[Records supplied Boundary: Start]
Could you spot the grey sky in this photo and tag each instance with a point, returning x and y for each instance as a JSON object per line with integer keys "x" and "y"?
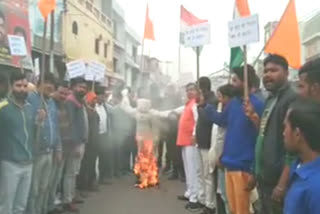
{"x": 166, "y": 17}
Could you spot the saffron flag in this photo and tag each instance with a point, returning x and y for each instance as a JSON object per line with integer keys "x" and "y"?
{"x": 241, "y": 9}
{"x": 148, "y": 28}
{"x": 187, "y": 19}
{"x": 46, "y": 7}
{"x": 285, "y": 40}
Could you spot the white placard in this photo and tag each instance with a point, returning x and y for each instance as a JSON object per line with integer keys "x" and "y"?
{"x": 197, "y": 35}
{"x": 244, "y": 31}
{"x": 17, "y": 45}
{"x": 95, "y": 71}
{"x": 76, "y": 68}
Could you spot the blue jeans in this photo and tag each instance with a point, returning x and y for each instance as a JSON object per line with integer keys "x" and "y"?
{"x": 15, "y": 182}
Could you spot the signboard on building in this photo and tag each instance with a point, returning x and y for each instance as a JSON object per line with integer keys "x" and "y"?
{"x": 197, "y": 35}
{"x": 244, "y": 31}
{"x": 75, "y": 69}
{"x": 17, "y": 45}
{"x": 14, "y": 20}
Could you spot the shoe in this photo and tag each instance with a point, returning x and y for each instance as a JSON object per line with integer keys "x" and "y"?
{"x": 207, "y": 210}
{"x": 57, "y": 210}
{"x": 194, "y": 207}
{"x": 166, "y": 170}
{"x": 70, "y": 208}
{"x": 182, "y": 179}
{"x": 183, "y": 198}
{"x": 173, "y": 177}
{"x": 84, "y": 194}
{"x": 77, "y": 201}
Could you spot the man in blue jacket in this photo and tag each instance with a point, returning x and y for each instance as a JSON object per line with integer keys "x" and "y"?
{"x": 78, "y": 118}
{"x": 238, "y": 153}
{"x": 46, "y": 143}
{"x": 301, "y": 136}
{"x": 16, "y": 134}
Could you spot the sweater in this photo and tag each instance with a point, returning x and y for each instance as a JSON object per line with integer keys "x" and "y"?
{"x": 241, "y": 133}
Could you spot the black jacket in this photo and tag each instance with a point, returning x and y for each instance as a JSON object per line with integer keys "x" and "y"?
{"x": 274, "y": 155}
{"x": 204, "y": 125}
{"x": 79, "y": 120}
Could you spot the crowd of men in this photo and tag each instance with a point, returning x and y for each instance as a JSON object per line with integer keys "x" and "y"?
{"x": 255, "y": 154}
{"x": 237, "y": 154}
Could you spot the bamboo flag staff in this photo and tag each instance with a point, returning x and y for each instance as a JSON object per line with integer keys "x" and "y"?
{"x": 46, "y": 7}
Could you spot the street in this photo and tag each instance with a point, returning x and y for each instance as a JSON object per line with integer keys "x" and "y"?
{"x": 122, "y": 198}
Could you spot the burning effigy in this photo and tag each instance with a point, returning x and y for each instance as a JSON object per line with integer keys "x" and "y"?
{"x": 145, "y": 167}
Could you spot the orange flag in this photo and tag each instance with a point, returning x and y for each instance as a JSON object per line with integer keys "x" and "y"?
{"x": 285, "y": 40}
{"x": 148, "y": 28}
{"x": 46, "y": 7}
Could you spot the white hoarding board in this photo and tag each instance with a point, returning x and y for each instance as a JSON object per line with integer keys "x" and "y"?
{"x": 244, "y": 31}
{"x": 17, "y": 45}
{"x": 197, "y": 35}
{"x": 95, "y": 71}
{"x": 76, "y": 69}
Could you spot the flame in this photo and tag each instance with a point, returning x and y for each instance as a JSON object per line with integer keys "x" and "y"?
{"x": 146, "y": 168}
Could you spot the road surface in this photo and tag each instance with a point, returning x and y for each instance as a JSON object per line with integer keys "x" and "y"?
{"x": 122, "y": 198}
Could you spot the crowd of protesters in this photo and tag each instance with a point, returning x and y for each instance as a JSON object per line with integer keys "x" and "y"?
{"x": 237, "y": 154}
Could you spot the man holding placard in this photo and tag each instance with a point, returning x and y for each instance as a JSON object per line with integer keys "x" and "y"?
{"x": 242, "y": 130}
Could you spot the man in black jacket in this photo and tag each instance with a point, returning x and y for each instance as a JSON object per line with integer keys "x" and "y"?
{"x": 78, "y": 117}
{"x": 272, "y": 165}
{"x": 206, "y": 194}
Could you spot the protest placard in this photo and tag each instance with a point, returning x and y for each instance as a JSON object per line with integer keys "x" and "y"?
{"x": 95, "y": 71}
{"x": 244, "y": 31}
{"x": 17, "y": 45}
{"x": 76, "y": 68}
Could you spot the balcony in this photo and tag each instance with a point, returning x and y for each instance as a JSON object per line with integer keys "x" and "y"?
{"x": 97, "y": 13}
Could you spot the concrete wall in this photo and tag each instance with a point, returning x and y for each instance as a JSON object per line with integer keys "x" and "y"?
{"x": 92, "y": 24}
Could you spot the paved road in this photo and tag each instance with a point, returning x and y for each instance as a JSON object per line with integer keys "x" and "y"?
{"x": 122, "y": 198}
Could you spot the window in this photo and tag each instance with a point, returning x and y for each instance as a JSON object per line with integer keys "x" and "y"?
{"x": 106, "y": 50}
{"x": 75, "y": 28}
{"x": 97, "y": 46}
{"x": 115, "y": 63}
{"x": 115, "y": 30}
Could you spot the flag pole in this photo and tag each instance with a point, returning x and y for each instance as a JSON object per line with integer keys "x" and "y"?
{"x": 52, "y": 29}
{"x": 198, "y": 62}
{"x": 246, "y": 88}
{"x": 43, "y": 65}
{"x": 142, "y": 57}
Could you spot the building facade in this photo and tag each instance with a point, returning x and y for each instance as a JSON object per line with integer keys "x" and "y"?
{"x": 88, "y": 33}
{"x": 132, "y": 65}
{"x": 311, "y": 37}
{"x": 119, "y": 39}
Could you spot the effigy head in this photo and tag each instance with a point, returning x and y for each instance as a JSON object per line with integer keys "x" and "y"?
{"x": 143, "y": 105}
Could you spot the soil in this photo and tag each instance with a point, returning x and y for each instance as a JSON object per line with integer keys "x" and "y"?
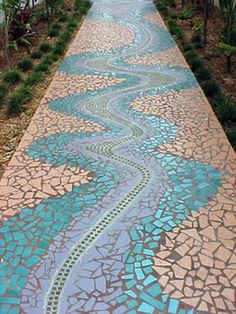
{"x": 215, "y": 63}
{"x": 12, "y": 129}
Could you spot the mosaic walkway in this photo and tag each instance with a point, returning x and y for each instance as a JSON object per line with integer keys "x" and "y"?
{"x": 121, "y": 195}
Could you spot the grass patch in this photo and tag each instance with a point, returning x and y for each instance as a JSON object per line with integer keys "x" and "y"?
{"x": 211, "y": 88}
{"x": 226, "y": 109}
{"x": 202, "y": 74}
{"x": 25, "y": 65}
{"x": 34, "y": 79}
{"x": 12, "y": 77}
{"x": 15, "y": 104}
{"x": 45, "y": 47}
{"x": 36, "y": 54}
{"x": 3, "y": 91}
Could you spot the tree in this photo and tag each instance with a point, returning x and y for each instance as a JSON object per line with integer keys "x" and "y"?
{"x": 228, "y": 34}
{"x": 10, "y": 9}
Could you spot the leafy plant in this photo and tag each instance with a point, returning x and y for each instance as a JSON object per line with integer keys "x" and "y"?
{"x": 10, "y": 9}
{"x": 63, "y": 18}
{"x": 211, "y": 88}
{"x": 226, "y": 109}
{"x": 197, "y": 24}
{"x": 186, "y": 13}
{"x": 231, "y": 134}
{"x": 15, "y": 104}
{"x": 187, "y": 47}
{"x": 228, "y": 35}
{"x": 51, "y": 9}
{"x": 3, "y": 92}
{"x": 36, "y": 54}
{"x": 25, "y": 65}
{"x": 34, "y": 78}
{"x": 12, "y": 77}
{"x": 190, "y": 54}
{"x": 42, "y": 67}
{"x": 195, "y": 63}
{"x": 48, "y": 60}
{"x": 45, "y": 47}
{"x": 203, "y": 74}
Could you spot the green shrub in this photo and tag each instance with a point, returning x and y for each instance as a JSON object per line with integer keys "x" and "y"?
{"x": 195, "y": 63}
{"x": 12, "y": 77}
{"x": 231, "y": 134}
{"x": 42, "y": 67}
{"x": 53, "y": 32}
{"x": 172, "y": 23}
{"x": 34, "y": 79}
{"x": 170, "y": 3}
{"x": 187, "y": 47}
{"x": 226, "y": 109}
{"x": 59, "y": 49}
{"x": 197, "y": 40}
{"x": 36, "y": 54}
{"x": 25, "y": 65}
{"x": 3, "y": 92}
{"x": 65, "y": 37}
{"x": 71, "y": 25}
{"x": 165, "y": 13}
{"x": 15, "y": 104}
{"x": 186, "y": 13}
{"x": 173, "y": 16}
{"x": 45, "y": 47}
{"x": 63, "y": 18}
{"x": 190, "y": 55}
{"x": 55, "y": 55}
{"x": 203, "y": 74}
{"x": 199, "y": 45}
{"x": 56, "y": 26}
{"x": 161, "y": 7}
{"x": 211, "y": 88}
{"x": 48, "y": 60}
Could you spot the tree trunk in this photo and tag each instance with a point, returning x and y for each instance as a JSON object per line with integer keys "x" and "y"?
{"x": 228, "y": 67}
{"x": 7, "y": 44}
{"x": 206, "y": 15}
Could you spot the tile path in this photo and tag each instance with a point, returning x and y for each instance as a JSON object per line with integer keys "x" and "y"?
{"x": 121, "y": 195}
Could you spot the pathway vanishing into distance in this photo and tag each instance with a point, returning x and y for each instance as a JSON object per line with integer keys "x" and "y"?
{"x": 121, "y": 195}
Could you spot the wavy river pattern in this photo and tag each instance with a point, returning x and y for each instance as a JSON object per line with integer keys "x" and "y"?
{"x": 109, "y": 229}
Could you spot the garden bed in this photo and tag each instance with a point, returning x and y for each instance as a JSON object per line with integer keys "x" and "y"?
{"x": 207, "y": 61}
{"x": 14, "y": 120}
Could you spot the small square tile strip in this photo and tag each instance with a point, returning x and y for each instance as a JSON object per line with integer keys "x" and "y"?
{"x": 121, "y": 195}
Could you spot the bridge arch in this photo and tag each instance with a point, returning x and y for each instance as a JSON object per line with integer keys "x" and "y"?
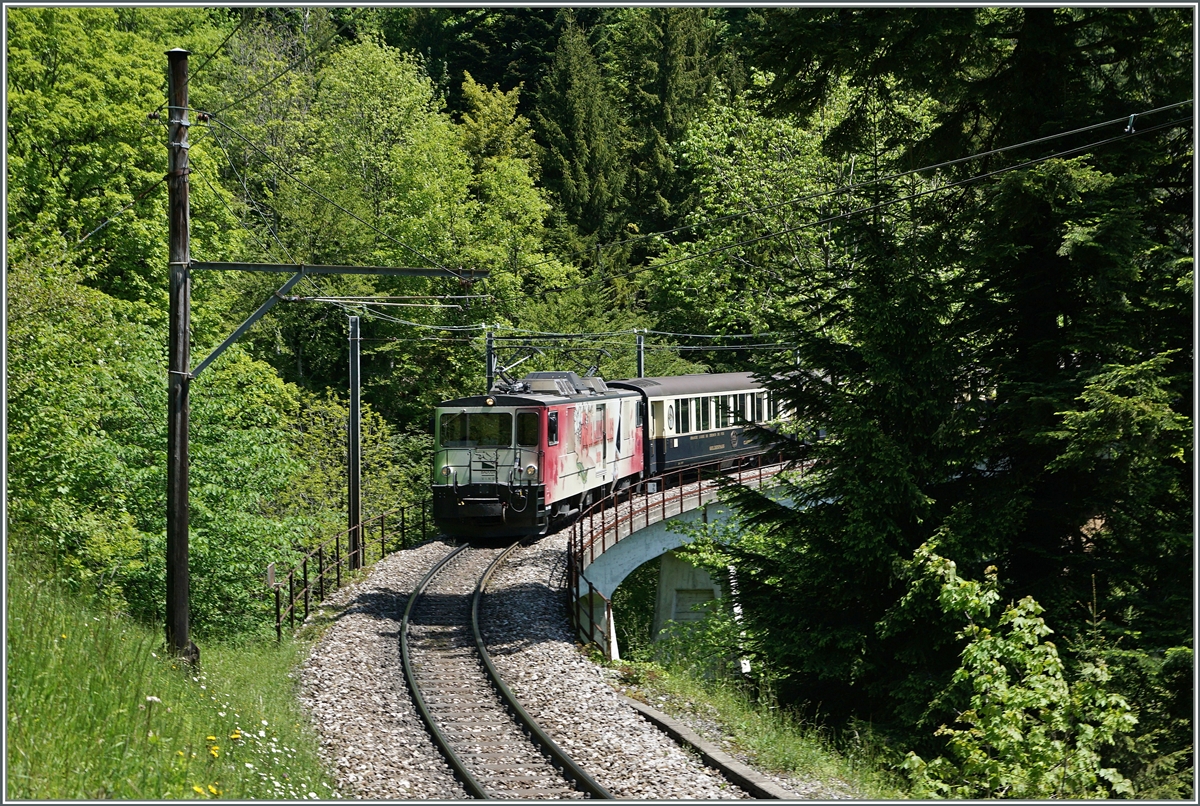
{"x": 619, "y": 534}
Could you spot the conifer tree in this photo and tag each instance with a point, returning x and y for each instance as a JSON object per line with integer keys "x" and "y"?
{"x": 581, "y": 137}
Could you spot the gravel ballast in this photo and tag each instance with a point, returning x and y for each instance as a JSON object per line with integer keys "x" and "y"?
{"x": 375, "y": 741}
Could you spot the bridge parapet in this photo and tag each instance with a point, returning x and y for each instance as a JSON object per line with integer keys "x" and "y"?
{"x": 636, "y": 511}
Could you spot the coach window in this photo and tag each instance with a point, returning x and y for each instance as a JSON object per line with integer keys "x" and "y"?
{"x": 703, "y": 419}
{"x": 682, "y": 420}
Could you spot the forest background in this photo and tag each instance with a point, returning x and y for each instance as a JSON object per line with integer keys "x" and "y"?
{"x": 958, "y": 242}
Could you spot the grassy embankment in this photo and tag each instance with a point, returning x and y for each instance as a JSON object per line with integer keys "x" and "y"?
{"x": 774, "y": 739}
{"x": 678, "y": 677}
{"x": 95, "y": 709}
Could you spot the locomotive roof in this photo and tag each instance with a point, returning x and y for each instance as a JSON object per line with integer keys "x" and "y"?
{"x": 501, "y": 400}
{"x": 699, "y": 384}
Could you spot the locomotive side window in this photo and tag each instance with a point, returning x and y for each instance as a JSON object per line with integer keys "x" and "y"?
{"x": 527, "y": 428}
{"x": 465, "y": 429}
{"x": 571, "y": 431}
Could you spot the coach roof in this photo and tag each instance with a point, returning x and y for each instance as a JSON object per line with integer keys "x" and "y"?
{"x": 697, "y": 384}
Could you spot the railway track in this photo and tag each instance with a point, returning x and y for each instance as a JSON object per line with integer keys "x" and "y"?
{"x": 495, "y": 747}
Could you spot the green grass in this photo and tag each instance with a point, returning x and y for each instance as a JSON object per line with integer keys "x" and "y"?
{"x": 774, "y": 739}
{"x": 96, "y": 709}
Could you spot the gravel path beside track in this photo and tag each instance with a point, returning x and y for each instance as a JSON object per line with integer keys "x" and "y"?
{"x": 372, "y": 738}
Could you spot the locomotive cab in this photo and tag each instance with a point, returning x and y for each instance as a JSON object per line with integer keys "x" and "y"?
{"x": 529, "y": 453}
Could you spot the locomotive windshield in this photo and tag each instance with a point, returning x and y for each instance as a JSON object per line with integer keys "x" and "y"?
{"x": 486, "y": 429}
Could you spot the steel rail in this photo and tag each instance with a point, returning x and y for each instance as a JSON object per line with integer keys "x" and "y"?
{"x": 565, "y": 763}
{"x": 473, "y": 787}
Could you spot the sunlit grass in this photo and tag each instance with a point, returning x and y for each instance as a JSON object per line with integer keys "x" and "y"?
{"x": 773, "y": 738}
{"x": 95, "y": 709}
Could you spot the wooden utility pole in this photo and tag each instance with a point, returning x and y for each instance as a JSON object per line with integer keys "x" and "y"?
{"x": 179, "y": 356}
{"x": 490, "y": 358}
{"x": 354, "y": 464}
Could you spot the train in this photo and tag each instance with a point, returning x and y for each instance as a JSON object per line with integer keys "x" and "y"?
{"x": 529, "y": 455}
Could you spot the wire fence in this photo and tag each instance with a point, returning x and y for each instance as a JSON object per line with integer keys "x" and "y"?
{"x": 322, "y": 570}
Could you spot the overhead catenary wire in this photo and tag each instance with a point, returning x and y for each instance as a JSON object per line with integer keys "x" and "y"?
{"x": 283, "y": 72}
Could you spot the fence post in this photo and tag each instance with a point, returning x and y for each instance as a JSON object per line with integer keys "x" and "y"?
{"x": 305, "y": 566}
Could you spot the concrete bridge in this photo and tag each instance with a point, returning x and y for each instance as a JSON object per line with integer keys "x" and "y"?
{"x": 621, "y": 533}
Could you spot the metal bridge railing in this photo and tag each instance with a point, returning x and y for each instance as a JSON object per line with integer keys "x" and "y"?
{"x": 319, "y": 571}
{"x": 606, "y": 522}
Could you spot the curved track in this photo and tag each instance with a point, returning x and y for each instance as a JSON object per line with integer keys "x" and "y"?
{"x": 493, "y": 746}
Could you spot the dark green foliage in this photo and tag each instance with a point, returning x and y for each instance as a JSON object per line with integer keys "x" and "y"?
{"x": 994, "y": 366}
{"x": 667, "y": 67}
{"x": 581, "y": 137}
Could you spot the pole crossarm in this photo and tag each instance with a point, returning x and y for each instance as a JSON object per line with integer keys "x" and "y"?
{"x": 305, "y": 269}
{"x": 300, "y": 272}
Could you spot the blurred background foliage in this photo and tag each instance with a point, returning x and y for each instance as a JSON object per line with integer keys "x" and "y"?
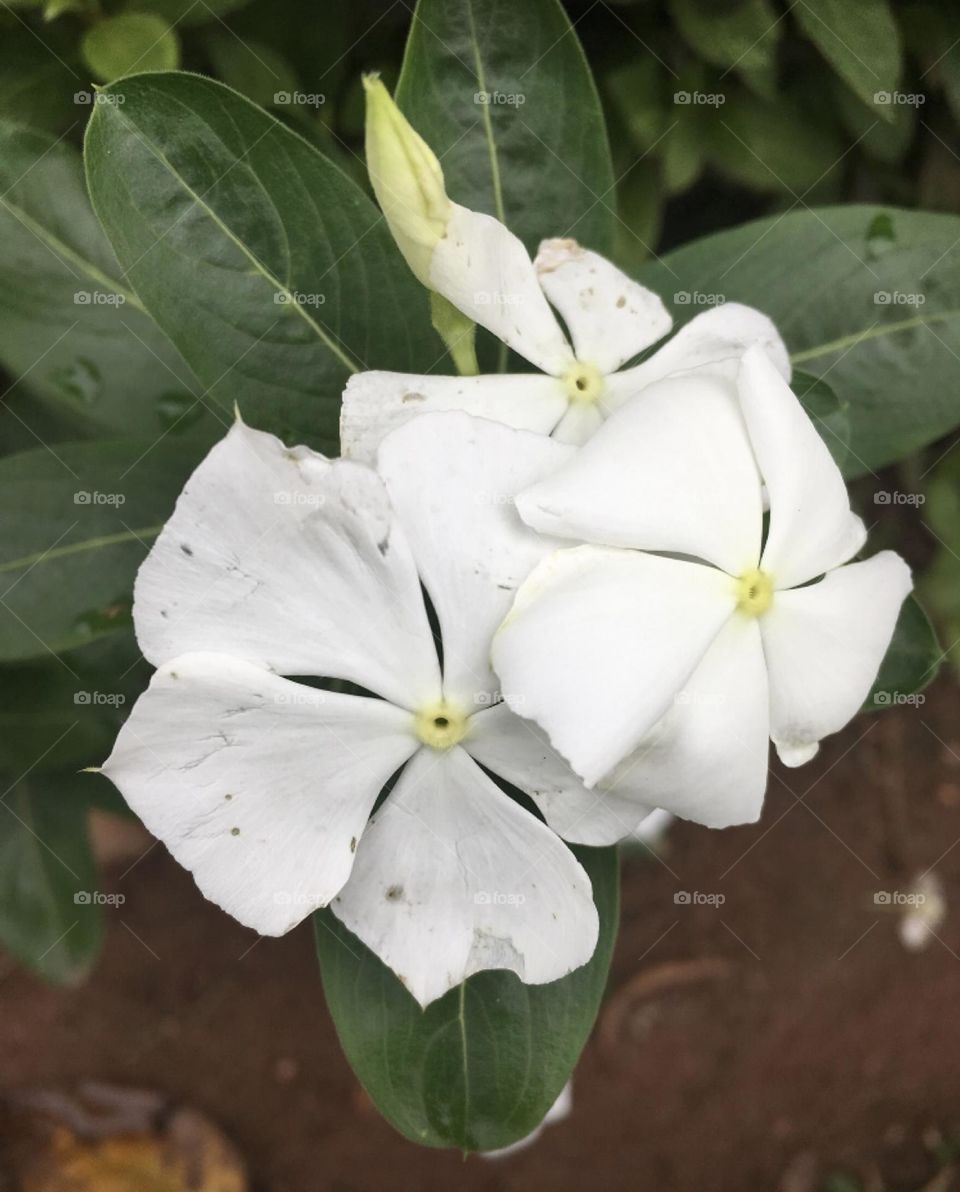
{"x": 719, "y": 111}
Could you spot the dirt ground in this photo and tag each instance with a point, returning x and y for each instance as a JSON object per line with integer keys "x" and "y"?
{"x": 785, "y": 1040}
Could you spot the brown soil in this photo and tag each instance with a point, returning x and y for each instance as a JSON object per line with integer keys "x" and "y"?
{"x": 769, "y": 1043}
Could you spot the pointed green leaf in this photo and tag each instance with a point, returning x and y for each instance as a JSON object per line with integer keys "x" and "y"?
{"x": 49, "y": 919}
{"x": 75, "y": 523}
{"x": 70, "y": 324}
{"x": 503, "y": 95}
{"x": 867, "y": 297}
{"x": 266, "y": 266}
{"x": 480, "y": 1068}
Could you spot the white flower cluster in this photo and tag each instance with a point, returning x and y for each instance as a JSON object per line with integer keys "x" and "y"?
{"x": 606, "y": 587}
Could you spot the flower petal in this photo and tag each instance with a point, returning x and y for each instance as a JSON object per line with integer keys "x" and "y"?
{"x": 712, "y": 342}
{"x": 614, "y": 632}
{"x": 487, "y": 273}
{"x": 452, "y": 480}
{"x": 672, "y": 471}
{"x": 580, "y": 423}
{"x": 452, "y": 877}
{"x": 824, "y": 645}
{"x": 611, "y": 318}
{"x": 375, "y": 403}
{"x": 292, "y": 562}
{"x": 706, "y": 759}
{"x": 258, "y": 786}
{"x": 812, "y": 528}
{"x": 518, "y": 751}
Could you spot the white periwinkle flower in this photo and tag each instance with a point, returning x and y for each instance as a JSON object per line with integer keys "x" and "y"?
{"x": 280, "y": 563}
{"x": 478, "y": 266}
{"x": 674, "y": 645}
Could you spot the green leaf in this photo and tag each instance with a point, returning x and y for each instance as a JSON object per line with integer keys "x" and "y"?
{"x": 129, "y": 43}
{"x": 481, "y": 1067}
{"x": 860, "y": 39}
{"x": 266, "y": 266}
{"x": 773, "y": 147}
{"x": 189, "y": 12}
{"x": 37, "y": 86}
{"x": 75, "y": 523}
{"x": 69, "y": 324}
{"x": 254, "y": 69}
{"x": 911, "y": 662}
{"x": 741, "y": 38}
{"x": 868, "y": 297}
{"x": 45, "y": 873}
{"x": 503, "y": 95}
{"x": 830, "y": 415}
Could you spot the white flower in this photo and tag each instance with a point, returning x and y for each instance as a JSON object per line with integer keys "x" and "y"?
{"x": 282, "y": 563}
{"x": 673, "y": 669}
{"x": 482, "y": 269}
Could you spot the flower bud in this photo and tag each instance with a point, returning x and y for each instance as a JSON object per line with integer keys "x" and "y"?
{"x": 407, "y": 180}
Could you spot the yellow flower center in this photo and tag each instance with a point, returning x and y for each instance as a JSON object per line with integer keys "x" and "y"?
{"x": 582, "y": 382}
{"x": 754, "y": 593}
{"x": 441, "y": 725}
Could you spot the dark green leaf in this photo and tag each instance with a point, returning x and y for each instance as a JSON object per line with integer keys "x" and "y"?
{"x": 741, "y": 38}
{"x": 266, "y": 266}
{"x": 69, "y": 324}
{"x": 49, "y": 919}
{"x": 911, "y": 662}
{"x": 868, "y": 297}
{"x": 129, "y": 43}
{"x": 502, "y": 93}
{"x": 481, "y": 1067}
{"x": 75, "y": 523}
{"x": 860, "y": 39}
{"x": 187, "y": 12}
{"x": 830, "y": 415}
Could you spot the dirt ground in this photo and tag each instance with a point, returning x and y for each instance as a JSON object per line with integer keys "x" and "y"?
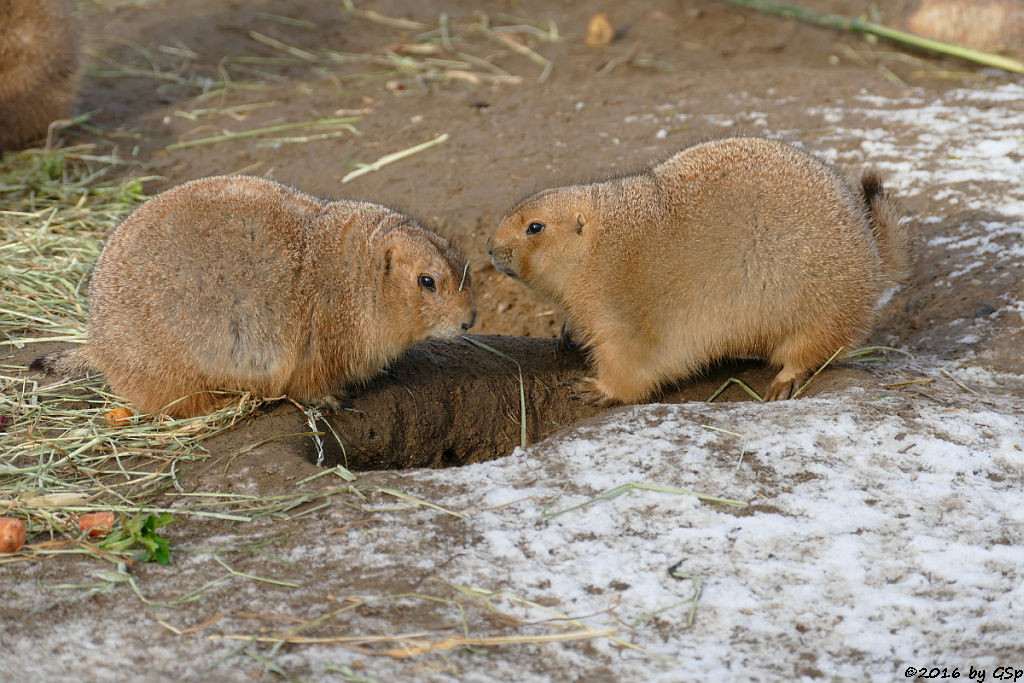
{"x": 677, "y": 71}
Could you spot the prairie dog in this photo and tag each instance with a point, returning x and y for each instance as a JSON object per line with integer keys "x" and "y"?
{"x": 39, "y": 45}
{"x": 735, "y": 247}
{"x": 237, "y": 283}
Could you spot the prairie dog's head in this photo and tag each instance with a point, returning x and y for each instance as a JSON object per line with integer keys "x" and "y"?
{"x": 426, "y": 286}
{"x": 542, "y": 237}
[Records supplied Boundary: End]
*Task directions:* Lines from the one holding "Could you spot the prairie dog's" to the last line of the records: return these exactly, and only these.

*Exercise response:*
Could you spot the prairie dog's head in this photo and tag each instance with a point, returning x and y for each instance as a JSON object per line with integer keys "x" and "y"?
{"x": 426, "y": 286}
{"x": 542, "y": 237}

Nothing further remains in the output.